→ PROVIDED PASSAGE

Digital and Analog Collide in Photography by Akihiko Miyoshi
Before Akihiko Miyoshi became a photographer, he was a computer engineer, studying for his PhD at Carnegie Mellon University. Though he dropped out of the doctoral program to pursue art, the language of machines and data never left his system.
Installation view of “Akihiko Miyoshi: CMYKRGB” at Circuit Gallery, Toronto. Courtesy Circuit Gallery and the artist.
Miyoshi now creates at the intersection of art and technology, crafting abstract photographs that appear to be digitally manipulated but are actually constructed with physical materials. At Circuit Gallery, the artist unveils his latest visual experiments in “CMYKRGB,” an ongoing exploration of the convergence of digital and analog realms.
“These works specifically consider the aesthetics and conditions of production representative/symptomatic of our time where pigments and pixels push and pull at each other.” Miyoshi explains in an artist statement. “They strive to evoke what is immediately unrepresentable today, only felt in its effects.” Photography, he adds, is an interesting medium that can transform the ephemeral and intangible nature of information into something concrete.
Knowledge of Miyoshi’s process is integral to understanding the structure of his works. His earlier series of images, titled “Abstract,” are meticulously built, staged, and shot with a large format camera. Miyoshi uses paint and masking tape—in red, green, and blue, the three primary colors that form a pixel—and often places it directly onto the camera lens. With mirrors and light, he morphs and multiplies geometric patterns to create an illusion of depth, often incorporating his own reflection from behind the camera into the works. A closer look at the final archival prints reveals traces of the materiality of his constructions in specks of dust and scratches.
In his later series, “Process Structure,” in addition to employing analog materials, Miyoshi delves into the algorithms of photo-editing software. After creating an image using paint and paper, he offsets the colors within Photoshop or manipulates the works with the help of a “content aware algorithm” that mines for forms depending on color or pixels.
Installation view of “Akihiko Miyoshi: CMYKRGB” at Circuit Gallery, Toronto. Courtesy Circuit Gallery and the artist.
In her essay about the “CMYKRGB” exhibition, writer Emily Doucet examines Miyoshi’s alternative statement—an intricate diagram of words that could be the map of a leaf’s veins. “We can read multiple sentences or narratives across Miyoshi’s diagram, a network that obscures as much as it communicates,” she observes. His meanderings may all meet at a question mark, but one trajectory is clear: in a world of screens and browsers, the ways humans absorb visuals online are evolving, as is the nature of photography.
—Becky Chung
“Akihiko Miyoshi: CMYKRGB” is on view at Circuit Gallery, Toronto, Apr. 8–May 2, 2015.

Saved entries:
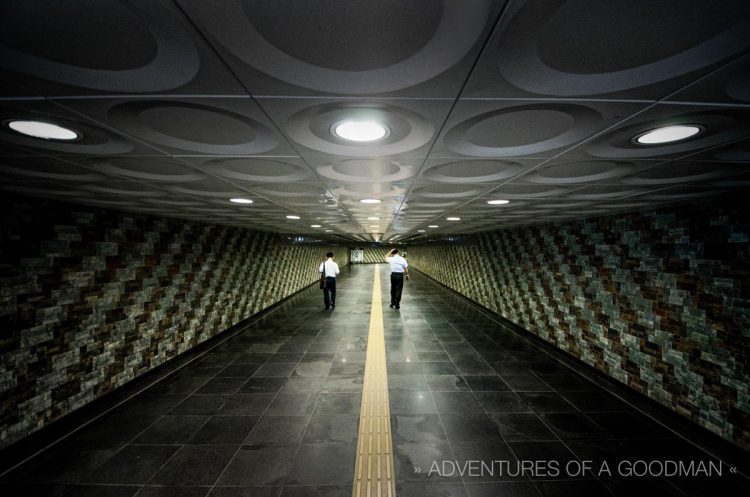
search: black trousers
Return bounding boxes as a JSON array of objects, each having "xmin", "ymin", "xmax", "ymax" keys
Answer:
[
  {"xmin": 391, "ymin": 273, "xmax": 404, "ymax": 306},
  {"xmin": 323, "ymin": 276, "xmax": 336, "ymax": 309}
]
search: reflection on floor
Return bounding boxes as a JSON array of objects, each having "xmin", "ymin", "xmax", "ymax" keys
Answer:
[{"xmin": 0, "ymin": 266, "xmax": 748, "ymax": 497}]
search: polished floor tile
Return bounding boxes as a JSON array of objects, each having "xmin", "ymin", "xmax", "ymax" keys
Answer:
[{"xmin": 0, "ymin": 266, "xmax": 747, "ymax": 497}]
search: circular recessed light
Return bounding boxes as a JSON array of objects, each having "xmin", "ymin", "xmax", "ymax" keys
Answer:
[
  {"xmin": 633, "ymin": 124, "xmax": 705, "ymax": 145},
  {"xmin": 8, "ymin": 120, "xmax": 80, "ymax": 141},
  {"xmin": 333, "ymin": 121, "xmax": 388, "ymax": 142}
]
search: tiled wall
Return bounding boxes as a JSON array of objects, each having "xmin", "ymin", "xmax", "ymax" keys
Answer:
[
  {"xmin": 409, "ymin": 201, "xmax": 750, "ymax": 448},
  {"xmin": 0, "ymin": 198, "xmax": 348, "ymax": 446}
]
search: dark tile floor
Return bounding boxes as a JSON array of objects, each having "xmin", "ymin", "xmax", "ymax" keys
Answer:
[{"xmin": 0, "ymin": 266, "xmax": 750, "ymax": 497}]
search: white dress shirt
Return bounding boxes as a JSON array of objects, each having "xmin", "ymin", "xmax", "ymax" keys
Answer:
[
  {"xmin": 318, "ymin": 259, "xmax": 339, "ymax": 278},
  {"xmin": 385, "ymin": 254, "xmax": 409, "ymax": 273}
]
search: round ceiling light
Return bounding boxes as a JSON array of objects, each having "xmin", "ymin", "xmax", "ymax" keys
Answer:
[
  {"xmin": 8, "ymin": 120, "xmax": 80, "ymax": 141},
  {"xmin": 633, "ymin": 124, "xmax": 704, "ymax": 145},
  {"xmin": 333, "ymin": 121, "xmax": 388, "ymax": 143}
]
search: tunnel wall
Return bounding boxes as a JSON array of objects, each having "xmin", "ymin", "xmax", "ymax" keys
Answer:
[
  {"xmin": 351, "ymin": 245, "xmax": 405, "ymax": 264},
  {"xmin": 409, "ymin": 200, "xmax": 750, "ymax": 449},
  {"xmin": 0, "ymin": 198, "xmax": 348, "ymax": 446}
]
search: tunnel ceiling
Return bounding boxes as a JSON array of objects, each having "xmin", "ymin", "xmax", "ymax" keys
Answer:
[{"xmin": 0, "ymin": 0, "xmax": 750, "ymax": 241}]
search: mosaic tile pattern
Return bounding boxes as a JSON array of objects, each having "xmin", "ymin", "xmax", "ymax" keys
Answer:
[
  {"xmin": 0, "ymin": 199, "xmax": 348, "ymax": 446},
  {"xmin": 410, "ymin": 204, "xmax": 750, "ymax": 448}
]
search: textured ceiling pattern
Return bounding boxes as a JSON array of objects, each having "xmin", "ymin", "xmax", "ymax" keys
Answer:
[{"xmin": 0, "ymin": 0, "xmax": 750, "ymax": 241}]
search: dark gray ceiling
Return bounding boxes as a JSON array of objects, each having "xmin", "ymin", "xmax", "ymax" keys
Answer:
[{"xmin": 0, "ymin": 0, "xmax": 750, "ymax": 240}]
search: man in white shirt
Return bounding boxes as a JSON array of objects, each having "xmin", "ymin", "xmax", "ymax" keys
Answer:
[
  {"xmin": 318, "ymin": 252, "xmax": 339, "ymax": 310},
  {"xmin": 385, "ymin": 249, "xmax": 409, "ymax": 309}
]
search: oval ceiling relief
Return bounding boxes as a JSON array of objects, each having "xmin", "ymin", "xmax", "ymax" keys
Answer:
[
  {"xmin": 422, "ymin": 160, "xmax": 523, "ymax": 183},
  {"xmin": 201, "ymin": 158, "xmax": 310, "ymax": 183},
  {"xmin": 87, "ymin": 157, "xmax": 206, "ymax": 183},
  {"xmin": 316, "ymin": 159, "xmax": 415, "ymax": 183},
  {"xmin": 523, "ymin": 161, "xmax": 635, "ymax": 185},
  {"xmin": 0, "ymin": 0, "xmax": 200, "ymax": 93},
  {"xmin": 444, "ymin": 104, "xmax": 602, "ymax": 157},
  {"xmin": 498, "ymin": 0, "xmax": 750, "ymax": 97},
  {"xmin": 108, "ymin": 100, "xmax": 278, "ymax": 155},
  {"xmin": 286, "ymin": 103, "xmax": 434, "ymax": 157},
  {"xmin": 190, "ymin": 0, "xmax": 492, "ymax": 94},
  {"xmin": 586, "ymin": 111, "xmax": 750, "ymax": 159}
]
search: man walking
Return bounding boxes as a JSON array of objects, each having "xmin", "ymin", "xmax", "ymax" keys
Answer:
[
  {"xmin": 318, "ymin": 252, "xmax": 339, "ymax": 310},
  {"xmin": 385, "ymin": 249, "xmax": 409, "ymax": 309}
]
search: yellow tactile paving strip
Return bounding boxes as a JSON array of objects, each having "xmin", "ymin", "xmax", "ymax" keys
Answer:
[{"xmin": 352, "ymin": 264, "xmax": 396, "ymax": 497}]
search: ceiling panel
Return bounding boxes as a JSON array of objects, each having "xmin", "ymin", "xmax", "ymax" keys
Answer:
[
  {"xmin": 0, "ymin": 0, "xmax": 245, "ymax": 96},
  {"xmin": 0, "ymin": 0, "xmax": 750, "ymax": 241},
  {"xmin": 465, "ymin": 0, "xmax": 750, "ymax": 101},
  {"xmin": 173, "ymin": 0, "xmax": 505, "ymax": 98}
]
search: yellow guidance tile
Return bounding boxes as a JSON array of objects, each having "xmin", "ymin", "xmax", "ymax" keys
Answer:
[{"xmin": 352, "ymin": 264, "xmax": 396, "ymax": 497}]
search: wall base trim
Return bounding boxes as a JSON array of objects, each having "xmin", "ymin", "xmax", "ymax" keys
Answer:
[{"xmin": 0, "ymin": 280, "xmax": 328, "ymax": 477}]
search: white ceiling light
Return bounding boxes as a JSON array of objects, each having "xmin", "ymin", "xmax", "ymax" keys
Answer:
[
  {"xmin": 333, "ymin": 121, "xmax": 388, "ymax": 142},
  {"xmin": 633, "ymin": 124, "xmax": 704, "ymax": 145},
  {"xmin": 8, "ymin": 120, "xmax": 80, "ymax": 141}
]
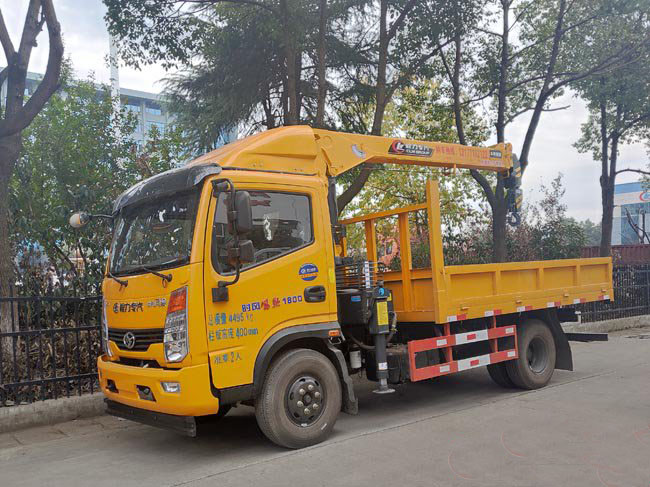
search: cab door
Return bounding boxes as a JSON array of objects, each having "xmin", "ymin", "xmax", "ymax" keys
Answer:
[{"xmin": 204, "ymin": 178, "xmax": 336, "ymax": 388}]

→ REQUIRED ACTION
Retype the passage of the article on Akihiko Miyoshi's photography between "In his later" and "color or pixels.", inclusive.

→ EXPECTED ANSWER
In his later series, “Process Structure,” in addition to employing analog materials, Miyoshi delves into the algorithms of photo-editing software. After creating an image using paint and paper, he offsets the colors within Photoshop or manipulates the works with the help of a “content aware algorithm” that mines for forms depending on color or pixels.